Problems:
A. Rewrite the stretch of the Teresa Stitch-Randall interview from "Teresa Stitch-Randall Oh" through "very interesting experience.", putting "Kyoto" in place of "Tokyo".
B. Please carry the Teresa Stitch-Randall interview forward from the point where it stops.

* Begin Quoted passage *

Teresa Stitch-Randall Oh it's too funny for words yesterday at the Lyric they were asking me also now what should we really call you and I had to stop and think. And then it's oh well Teresa Stitch-Randall of course but for 12 years it's been Teresa Stitch-Randall, Teresa Stitch-Randall or in Italian, Teresa Stitch-Randall, anything and everything.
Teresa Stitch-Randall All over the the European continent, I've been in Tokyo, Mexico. Three years ago we went to Tokyo, the opera. We did Don Giovanni and Figaro there. That was a very exciting, very very interesting experience.
Teresa Stitch-Randall Fantastic. You never saw anything like it in your life, you know, actually that was also our feeling before we went what is the audience reaction going to be? Firstly it was sold out. It was so sold out and that you just can't even begin to imagine. And then they and a Japanese audience knew exactly that which you would never expect. They actually screamed and yelled at the last performance the night we left. Of course it almost frightened us to death because we didn't know their customs. When they like something very very much they set off fireworks. When we were finished with the last Figaro I think it was and the curtain came down and went back up for our stage calls for our first bows. All of a sudden the whole the entire hall exploded and they threw firecrackers all over. And little uh those little paper balls and it was a real uh fiesta.
Teresa Stitch-Randall Even more. They do that when something to them is superb, something exceptionally uh exceptional experience for them. And this is their way of telling with whomever they they are thanking or that they have enjoyed it beyond all description.
Teresa Stitch-Randall By the way speaking of their loving their Mozart which of course is must be very close to them you know the the uh clairvoyance, the crystality of it. Uh we used a Japanese orchestra. We used the Japanese orchestra that made its tour last year. I think it came to America also, um the National Symphony or something like this. Uh one of our conductors went over there a few weeks before we came and worked with them. They played magnificently. It was lucid. It was it was really unbelievable.

* End Quoted passage *
* Begin Data supplied *

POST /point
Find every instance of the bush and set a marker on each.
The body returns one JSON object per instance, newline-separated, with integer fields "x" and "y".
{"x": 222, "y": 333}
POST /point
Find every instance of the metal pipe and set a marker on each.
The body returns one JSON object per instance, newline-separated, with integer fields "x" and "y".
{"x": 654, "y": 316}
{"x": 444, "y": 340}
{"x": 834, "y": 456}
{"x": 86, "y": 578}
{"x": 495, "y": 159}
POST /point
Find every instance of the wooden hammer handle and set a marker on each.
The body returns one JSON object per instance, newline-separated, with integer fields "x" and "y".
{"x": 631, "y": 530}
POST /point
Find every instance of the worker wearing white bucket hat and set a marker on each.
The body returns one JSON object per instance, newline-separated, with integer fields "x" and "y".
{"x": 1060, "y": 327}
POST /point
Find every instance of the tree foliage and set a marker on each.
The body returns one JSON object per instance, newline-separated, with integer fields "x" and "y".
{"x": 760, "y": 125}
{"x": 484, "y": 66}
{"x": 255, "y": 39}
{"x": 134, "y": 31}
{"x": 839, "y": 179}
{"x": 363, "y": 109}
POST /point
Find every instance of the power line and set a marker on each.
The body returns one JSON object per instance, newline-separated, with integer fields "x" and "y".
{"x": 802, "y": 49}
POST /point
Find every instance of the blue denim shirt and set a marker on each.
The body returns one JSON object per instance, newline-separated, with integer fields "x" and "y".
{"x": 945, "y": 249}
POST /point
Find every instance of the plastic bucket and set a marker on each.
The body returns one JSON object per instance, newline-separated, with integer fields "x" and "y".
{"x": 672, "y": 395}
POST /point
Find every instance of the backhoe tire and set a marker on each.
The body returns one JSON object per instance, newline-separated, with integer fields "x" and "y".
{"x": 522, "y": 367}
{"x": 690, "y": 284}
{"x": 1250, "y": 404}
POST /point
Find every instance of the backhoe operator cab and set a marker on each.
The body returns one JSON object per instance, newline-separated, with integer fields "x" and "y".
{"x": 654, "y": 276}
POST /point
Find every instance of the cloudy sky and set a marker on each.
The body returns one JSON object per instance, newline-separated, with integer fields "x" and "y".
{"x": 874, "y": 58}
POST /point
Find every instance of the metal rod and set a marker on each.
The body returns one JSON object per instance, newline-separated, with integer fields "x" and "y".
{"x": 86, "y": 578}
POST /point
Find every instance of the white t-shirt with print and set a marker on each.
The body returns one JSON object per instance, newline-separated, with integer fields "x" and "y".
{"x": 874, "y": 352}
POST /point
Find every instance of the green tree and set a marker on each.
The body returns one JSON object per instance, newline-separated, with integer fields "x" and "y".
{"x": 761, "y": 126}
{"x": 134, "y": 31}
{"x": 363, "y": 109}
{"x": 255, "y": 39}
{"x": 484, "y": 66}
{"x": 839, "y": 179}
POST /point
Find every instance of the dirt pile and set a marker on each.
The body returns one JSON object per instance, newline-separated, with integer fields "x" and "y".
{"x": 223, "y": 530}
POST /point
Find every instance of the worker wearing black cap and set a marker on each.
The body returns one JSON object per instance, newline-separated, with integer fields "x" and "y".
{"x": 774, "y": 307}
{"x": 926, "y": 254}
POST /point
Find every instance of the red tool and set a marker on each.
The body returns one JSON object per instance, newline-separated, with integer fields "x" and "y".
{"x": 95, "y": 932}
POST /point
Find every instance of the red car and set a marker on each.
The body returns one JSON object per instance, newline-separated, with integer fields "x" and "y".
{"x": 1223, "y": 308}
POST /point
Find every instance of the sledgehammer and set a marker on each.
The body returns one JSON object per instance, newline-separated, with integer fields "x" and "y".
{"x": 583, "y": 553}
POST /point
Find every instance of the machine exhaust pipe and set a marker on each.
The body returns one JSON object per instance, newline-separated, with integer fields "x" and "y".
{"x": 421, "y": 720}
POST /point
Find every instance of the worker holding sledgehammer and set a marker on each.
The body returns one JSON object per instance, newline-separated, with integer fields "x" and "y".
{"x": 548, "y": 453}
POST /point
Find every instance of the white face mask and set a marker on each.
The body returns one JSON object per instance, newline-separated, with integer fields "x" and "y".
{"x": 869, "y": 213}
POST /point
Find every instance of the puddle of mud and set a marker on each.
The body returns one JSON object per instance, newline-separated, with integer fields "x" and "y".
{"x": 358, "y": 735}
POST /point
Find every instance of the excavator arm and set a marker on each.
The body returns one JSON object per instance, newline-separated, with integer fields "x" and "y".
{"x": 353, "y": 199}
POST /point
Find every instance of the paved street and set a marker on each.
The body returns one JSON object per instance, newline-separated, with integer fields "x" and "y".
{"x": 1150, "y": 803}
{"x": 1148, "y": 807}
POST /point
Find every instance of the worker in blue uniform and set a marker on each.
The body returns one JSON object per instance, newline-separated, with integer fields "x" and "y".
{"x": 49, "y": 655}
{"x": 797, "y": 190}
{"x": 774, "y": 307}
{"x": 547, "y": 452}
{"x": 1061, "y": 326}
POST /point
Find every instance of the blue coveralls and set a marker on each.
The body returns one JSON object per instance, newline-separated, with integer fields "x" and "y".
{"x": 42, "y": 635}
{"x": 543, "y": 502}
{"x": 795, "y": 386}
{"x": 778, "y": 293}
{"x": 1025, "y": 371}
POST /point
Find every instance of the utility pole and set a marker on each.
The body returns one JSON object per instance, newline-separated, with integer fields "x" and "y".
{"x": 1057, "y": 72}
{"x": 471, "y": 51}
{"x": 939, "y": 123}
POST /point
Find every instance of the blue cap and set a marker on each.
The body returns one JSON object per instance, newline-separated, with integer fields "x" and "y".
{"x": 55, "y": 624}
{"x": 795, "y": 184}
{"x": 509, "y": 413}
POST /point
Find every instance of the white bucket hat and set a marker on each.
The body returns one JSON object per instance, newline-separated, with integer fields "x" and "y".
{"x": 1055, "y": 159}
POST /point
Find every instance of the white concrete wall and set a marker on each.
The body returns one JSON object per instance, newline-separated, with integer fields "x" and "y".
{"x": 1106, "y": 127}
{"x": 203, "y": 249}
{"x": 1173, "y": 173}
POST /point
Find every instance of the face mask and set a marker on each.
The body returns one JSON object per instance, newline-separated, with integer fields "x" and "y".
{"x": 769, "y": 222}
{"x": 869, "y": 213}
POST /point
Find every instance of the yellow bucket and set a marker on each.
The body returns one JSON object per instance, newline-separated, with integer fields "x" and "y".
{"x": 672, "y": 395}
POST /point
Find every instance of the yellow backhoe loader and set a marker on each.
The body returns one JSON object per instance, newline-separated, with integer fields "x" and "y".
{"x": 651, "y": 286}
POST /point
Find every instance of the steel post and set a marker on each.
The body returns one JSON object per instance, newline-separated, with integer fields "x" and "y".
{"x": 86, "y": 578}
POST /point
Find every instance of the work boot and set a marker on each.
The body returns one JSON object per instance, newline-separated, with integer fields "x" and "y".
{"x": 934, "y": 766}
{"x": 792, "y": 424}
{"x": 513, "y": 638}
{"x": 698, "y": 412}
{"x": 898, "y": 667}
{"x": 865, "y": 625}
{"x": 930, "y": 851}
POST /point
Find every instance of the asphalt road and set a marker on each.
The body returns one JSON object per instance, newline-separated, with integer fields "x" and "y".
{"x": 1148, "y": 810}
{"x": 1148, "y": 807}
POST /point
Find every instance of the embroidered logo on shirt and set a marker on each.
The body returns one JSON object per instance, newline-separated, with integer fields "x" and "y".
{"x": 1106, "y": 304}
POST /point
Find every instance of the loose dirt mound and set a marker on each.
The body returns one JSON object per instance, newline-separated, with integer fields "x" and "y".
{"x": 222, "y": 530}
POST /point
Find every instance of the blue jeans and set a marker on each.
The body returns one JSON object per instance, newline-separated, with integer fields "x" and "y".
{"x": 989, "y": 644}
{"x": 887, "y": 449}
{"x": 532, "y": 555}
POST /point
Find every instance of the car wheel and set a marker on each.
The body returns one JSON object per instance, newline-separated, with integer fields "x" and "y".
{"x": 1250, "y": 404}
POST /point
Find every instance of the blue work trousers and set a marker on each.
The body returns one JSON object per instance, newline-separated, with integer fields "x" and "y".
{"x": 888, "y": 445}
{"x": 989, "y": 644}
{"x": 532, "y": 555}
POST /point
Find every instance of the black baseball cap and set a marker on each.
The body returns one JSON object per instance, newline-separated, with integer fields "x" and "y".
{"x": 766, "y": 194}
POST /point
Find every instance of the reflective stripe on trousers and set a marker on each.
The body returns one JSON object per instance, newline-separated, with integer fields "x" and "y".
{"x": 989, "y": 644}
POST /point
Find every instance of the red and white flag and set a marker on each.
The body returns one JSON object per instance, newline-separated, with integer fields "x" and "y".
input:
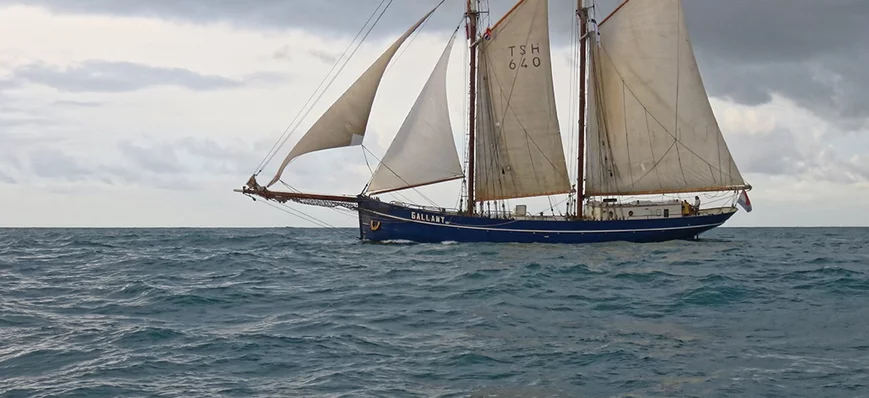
{"x": 744, "y": 201}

* End Data supplied *

Outputs:
A.
Teresa Stitch-Randall Oh it's too funny for words yesterday at the Lyric they were asking me also now what should we really call you and I had to stop and think. And then it's oh well Teresa Stitch-Randall of course but for 12 years it's been Teresa Stitch-Randall, Teresa Stitch-Randall or in Italian, Teresa Stitch-Randall, anything and everything.
Teresa Stitch-Randall All over the the European continent, I've been in Kyoto, Mexico. Three years ago we went to Kyoto, the opera. We did Don Giovanni and Figaro there. That was a very exciting, very very interesting experience.

B.
Teresa Stitch-Randall Oh yes. No West Hartford, Connecticut there's a difference. [Laughing] I was born in West Hartford but actually immediately after my birth my grandmother died. And her home in the country in New Hartford and I actually I always um regret saying New Hartford because everybody in the entire world connects with Hartford. There's no connection at all, it's 30 miles north west, it's right up in the Berkshires just about 10 minutes from Massachusetts and 10 minutes west of it is New York. And there I was raised. I had my childhood. And uh as I had mentioned to you before Studs if you remember you said something to me about when did I decide I wanted to be an opera singer, I said I never did. It just always was.
Teresa Stitch-Randall Was my mother's decision perhaps long before I was ever born. That's why I'm Teresa by the way, she prayed to St. Teresa to have a daughter and to have a singer. No, a musician she wanted.
Teresa Stitch-Randall Right From the very beginning momma says it would be very interim so she's not here but she'll be here next week she's coming for the performances, uh the last performances, she uh she said that of course I know this probably sounds awfully facetious but it really is the truth and momma being a real New Englander wouldn't dream of telling a lie, that when I was little tiny baby in her arms she would hum to me and I'd hum right back long before I ever spoke. So, there it was. That was my fate. And I started piano with my little tiny chubby hands with three and dancing. Everything that would strain me, begin me, to get me going so that I could then go into the conservatory and that is really for me was for me last few weeks ago when I made my debut at the Metropolitan. Very sad because.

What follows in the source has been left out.